» **INPUT RECORDS**
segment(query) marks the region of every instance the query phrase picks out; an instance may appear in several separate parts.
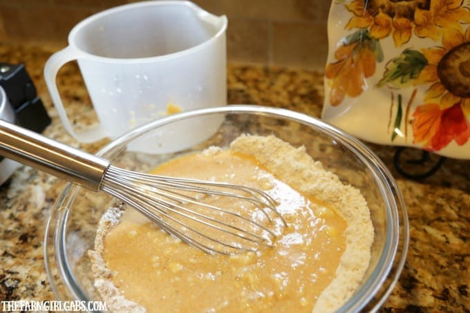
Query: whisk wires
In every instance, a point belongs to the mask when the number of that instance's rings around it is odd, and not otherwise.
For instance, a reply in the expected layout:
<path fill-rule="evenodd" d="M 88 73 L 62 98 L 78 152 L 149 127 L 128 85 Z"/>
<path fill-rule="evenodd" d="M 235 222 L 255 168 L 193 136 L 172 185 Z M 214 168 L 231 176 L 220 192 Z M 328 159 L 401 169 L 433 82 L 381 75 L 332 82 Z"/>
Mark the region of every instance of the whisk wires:
<path fill-rule="evenodd" d="M 270 196 L 243 185 L 110 166 L 101 189 L 168 233 L 209 254 L 232 254 L 271 246 L 286 226 Z"/>

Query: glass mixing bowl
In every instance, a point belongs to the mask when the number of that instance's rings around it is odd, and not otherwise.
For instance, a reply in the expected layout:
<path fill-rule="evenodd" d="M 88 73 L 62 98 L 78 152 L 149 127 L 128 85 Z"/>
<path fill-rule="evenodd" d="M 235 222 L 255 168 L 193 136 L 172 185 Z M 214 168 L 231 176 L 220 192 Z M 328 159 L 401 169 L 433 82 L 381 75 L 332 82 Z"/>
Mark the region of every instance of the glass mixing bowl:
<path fill-rule="evenodd" d="M 339 312 L 379 308 L 400 274 L 408 240 L 408 218 L 393 178 L 382 161 L 351 135 L 291 111 L 228 106 L 162 117 L 115 140 L 97 154 L 114 166 L 146 172 L 179 155 L 226 147 L 241 134 L 273 134 L 323 163 L 361 190 L 375 228 L 372 258 L 360 285 Z M 46 268 L 61 301 L 100 301 L 87 252 L 113 198 L 69 184 L 53 208 L 45 239 Z"/>

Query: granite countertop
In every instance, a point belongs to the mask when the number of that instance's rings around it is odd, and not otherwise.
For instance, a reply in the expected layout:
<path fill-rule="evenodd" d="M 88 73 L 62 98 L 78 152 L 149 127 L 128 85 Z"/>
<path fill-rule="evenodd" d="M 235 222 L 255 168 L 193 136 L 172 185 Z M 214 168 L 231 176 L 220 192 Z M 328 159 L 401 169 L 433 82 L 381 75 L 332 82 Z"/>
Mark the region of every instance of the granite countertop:
<path fill-rule="evenodd" d="M 90 152 L 106 142 L 77 142 L 59 121 L 42 70 L 50 48 L 0 44 L 0 60 L 24 63 L 52 124 L 45 135 Z M 95 118 L 75 64 L 57 83 L 78 122 Z M 319 117 L 322 74 L 307 70 L 229 64 L 230 104 L 258 104 Z M 402 274 L 384 312 L 470 312 L 470 161 L 447 160 L 431 177 L 407 179 L 393 165 L 396 148 L 370 144 L 390 168 L 403 193 L 410 220 L 410 245 Z M 0 301 L 51 301 L 43 241 L 52 207 L 64 182 L 28 167 L 0 187 Z"/>

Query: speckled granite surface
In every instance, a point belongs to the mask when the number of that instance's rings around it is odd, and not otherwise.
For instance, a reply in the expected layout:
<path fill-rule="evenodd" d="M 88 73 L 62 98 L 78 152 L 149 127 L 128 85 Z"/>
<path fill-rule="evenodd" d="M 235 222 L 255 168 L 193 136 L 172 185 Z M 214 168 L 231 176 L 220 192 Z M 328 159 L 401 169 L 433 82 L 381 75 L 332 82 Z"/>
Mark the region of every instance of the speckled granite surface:
<path fill-rule="evenodd" d="M 0 61 L 24 63 L 53 119 L 44 134 L 95 152 L 106 140 L 80 144 L 68 135 L 42 77 L 50 50 L 0 45 Z M 319 117 L 322 75 L 312 72 L 230 65 L 229 102 L 279 106 Z M 78 124 L 93 110 L 75 64 L 59 73 L 59 90 Z M 448 160 L 432 177 L 417 182 L 393 166 L 395 148 L 370 144 L 402 190 L 410 219 L 405 267 L 383 312 L 470 312 L 470 161 Z M 43 261 L 43 240 L 51 208 L 64 182 L 28 167 L 0 187 L 0 301 L 55 298 Z"/>

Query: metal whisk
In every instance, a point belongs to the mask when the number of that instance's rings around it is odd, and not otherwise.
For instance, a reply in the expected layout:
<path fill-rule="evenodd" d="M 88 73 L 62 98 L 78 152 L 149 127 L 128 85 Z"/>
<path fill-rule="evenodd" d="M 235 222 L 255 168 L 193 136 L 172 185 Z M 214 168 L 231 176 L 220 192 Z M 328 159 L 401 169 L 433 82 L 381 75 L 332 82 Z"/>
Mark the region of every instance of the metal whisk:
<path fill-rule="evenodd" d="M 286 226 L 266 193 L 243 185 L 138 173 L 0 120 L 0 155 L 135 208 L 213 254 L 270 246 Z"/>

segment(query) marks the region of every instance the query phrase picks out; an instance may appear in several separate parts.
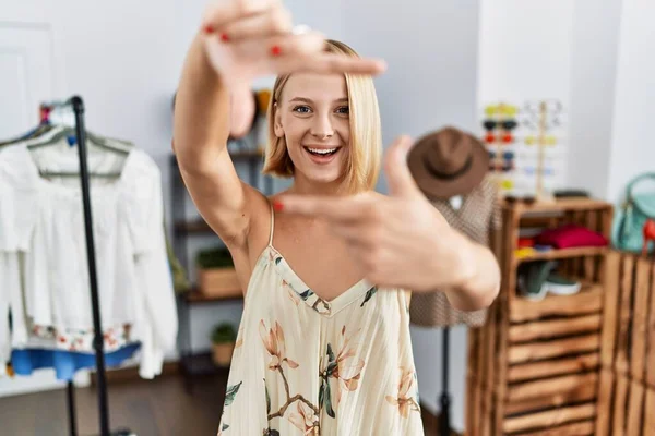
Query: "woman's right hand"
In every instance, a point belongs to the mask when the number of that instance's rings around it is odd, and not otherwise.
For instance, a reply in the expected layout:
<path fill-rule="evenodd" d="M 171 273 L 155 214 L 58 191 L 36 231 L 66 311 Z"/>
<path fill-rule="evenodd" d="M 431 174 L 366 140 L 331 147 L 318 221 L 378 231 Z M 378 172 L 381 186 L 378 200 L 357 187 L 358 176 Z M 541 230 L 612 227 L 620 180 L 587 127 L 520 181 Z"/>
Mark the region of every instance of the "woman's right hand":
<path fill-rule="evenodd" d="M 231 90 L 257 77 L 294 72 L 379 74 L 379 60 L 324 51 L 324 36 L 294 27 L 281 0 L 219 0 L 203 17 L 210 63 Z"/>

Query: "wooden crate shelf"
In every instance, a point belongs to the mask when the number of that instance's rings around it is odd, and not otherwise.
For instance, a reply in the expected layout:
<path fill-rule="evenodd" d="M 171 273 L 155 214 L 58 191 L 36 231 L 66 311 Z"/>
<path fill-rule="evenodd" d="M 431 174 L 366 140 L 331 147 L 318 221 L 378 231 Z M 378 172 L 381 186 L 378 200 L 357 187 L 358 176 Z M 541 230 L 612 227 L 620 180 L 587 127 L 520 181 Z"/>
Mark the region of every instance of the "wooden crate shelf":
<path fill-rule="evenodd" d="M 612 205 L 587 198 L 503 205 L 497 253 L 501 292 L 485 326 L 468 334 L 466 435 L 594 434 L 603 386 L 602 342 L 609 335 L 604 307 L 618 269 L 610 266 L 616 253 L 592 246 L 521 256 L 517 241 L 521 229 L 567 223 L 583 225 L 609 240 L 611 218 Z M 541 301 L 522 298 L 519 267 L 550 259 L 560 261 L 559 272 L 579 280 L 581 290 Z"/>
<path fill-rule="evenodd" d="M 617 257 L 605 295 L 596 435 L 655 435 L 655 261 Z"/>

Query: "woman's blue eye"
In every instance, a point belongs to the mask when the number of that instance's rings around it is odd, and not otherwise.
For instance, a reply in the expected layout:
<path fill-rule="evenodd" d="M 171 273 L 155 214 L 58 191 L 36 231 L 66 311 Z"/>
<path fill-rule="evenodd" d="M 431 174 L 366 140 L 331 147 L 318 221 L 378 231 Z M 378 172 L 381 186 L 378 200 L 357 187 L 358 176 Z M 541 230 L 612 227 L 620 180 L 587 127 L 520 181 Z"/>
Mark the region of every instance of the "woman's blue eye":
<path fill-rule="evenodd" d="M 300 113 L 309 113 L 310 109 L 308 106 L 296 106 L 294 108 L 294 112 L 300 112 Z"/>

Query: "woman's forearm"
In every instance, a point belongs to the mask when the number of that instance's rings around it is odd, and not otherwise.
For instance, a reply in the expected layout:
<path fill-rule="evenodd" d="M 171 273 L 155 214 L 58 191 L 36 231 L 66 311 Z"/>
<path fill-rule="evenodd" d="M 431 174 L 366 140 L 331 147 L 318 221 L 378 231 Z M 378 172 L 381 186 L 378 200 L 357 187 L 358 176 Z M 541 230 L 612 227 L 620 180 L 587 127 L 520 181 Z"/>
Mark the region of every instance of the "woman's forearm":
<path fill-rule="evenodd" d="M 463 234 L 461 246 L 464 252 L 462 269 L 466 271 L 460 284 L 444 290 L 451 305 L 471 312 L 488 307 L 500 290 L 500 268 L 496 256 L 488 247 L 471 241 Z"/>
<path fill-rule="evenodd" d="M 225 149 L 229 136 L 229 90 L 211 66 L 201 36 L 193 40 L 177 90 L 174 150 L 186 171 L 202 172 Z"/>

» **WRITTEN EXERCISE**
Please reproduce the listing from its first line through the line with "339 312 L 379", requests included, and shift every coordinate in the answer outlines by adding 105 to it. Leave the pictures out of your reply.

» **FULL ANSWER**
segment(query) marks the region of every instance the query phrase picks out; an instance may appear in several separate parts.
Query: whisk wires
In every instance, a point belongs to the mask when the number of that instance's rings around it is odd, and not otherwise.
For instance, a reply in the expected layout:
<path fill-rule="evenodd" d="M 88 73 L 62 98 L 78 152 L 149 127 L 128 85 Z"/>
<path fill-rule="evenodd" d="M 235 222 L 255 168 L 193 136 L 172 185 Z M 214 168 L 231 176 L 220 192 Z M 328 159 L 401 169 L 433 82 L 381 75 L 332 82 Z"/>
Mark the region of every instance of the whisk wires:
<path fill-rule="evenodd" d="M 375 301 L 348 290 L 215 271 L 206 294 L 273 338 L 314 359 L 337 359 L 376 351 L 391 331 Z"/>

Query: glass mixing bowl
In every instance, a point belongs to the mask when the number of that instance's rings around it is odd, and not otherwise.
For instance, a reply in the expected layout:
<path fill-rule="evenodd" d="M 88 73 L 62 98 L 78 152 L 149 127 L 128 85 Z"/>
<path fill-rule="evenodd" d="M 235 222 L 255 168 L 193 136 L 172 185 Z M 214 168 L 231 176 L 220 192 Z M 328 159 L 401 169 L 433 82 L 381 75 L 332 82 Z"/>
Mark the region of every instance of the glass mixing bowl:
<path fill-rule="evenodd" d="M 444 417 L 484 413 L 505 379 L 513 345 L 513 323 L 498 283 L 487 266 L 456 240 L 396 216 L 333 211 L 267 222 L 220 245 L 202 259 L 219 271 L 251 277 L 284 260 L 331 252 L 346 239 L 378 239 L 428 268 L 466 295 L 480 333 L 477 363 L 465 390 Z M 151 373 L 166 406 L 205 406 L 192 357 L 218 303 L 174 289 L 158 313 L 150 344 Z"/>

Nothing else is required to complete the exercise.